**GIVEN REQUEST**
Write out the lines below word for word, leaving out the pictures.

===== RECORD LIST

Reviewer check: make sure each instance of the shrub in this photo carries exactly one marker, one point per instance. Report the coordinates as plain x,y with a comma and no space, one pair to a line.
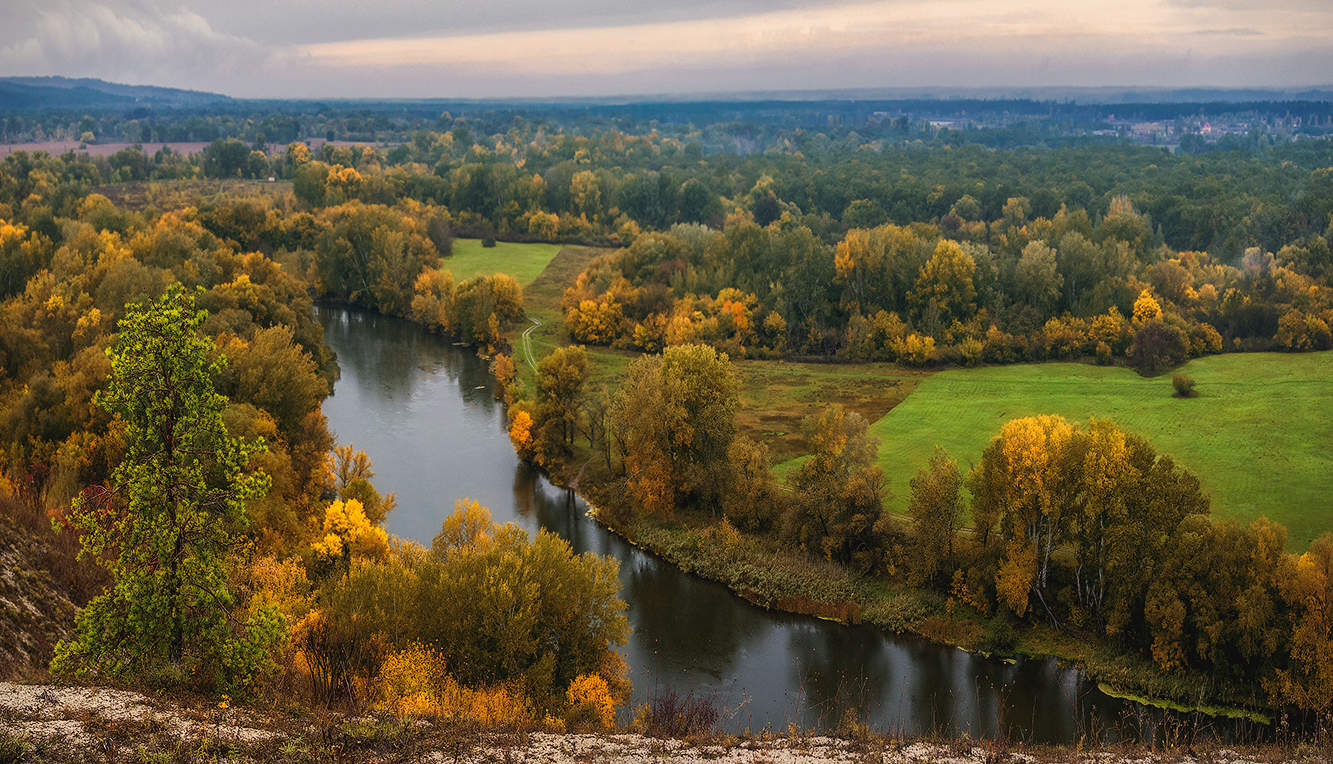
1157,347
1184,386
1103,355
591,703
673,715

==========

**SOLUTION**
Reviewer check: make sure each instance of the shrub in this photo carries exactly one marker, one point per instance. Report the coordinates as plain x,y with a comma and no space, one pair to a line.
1157,347
1184,386
1103,355
591,703
673,715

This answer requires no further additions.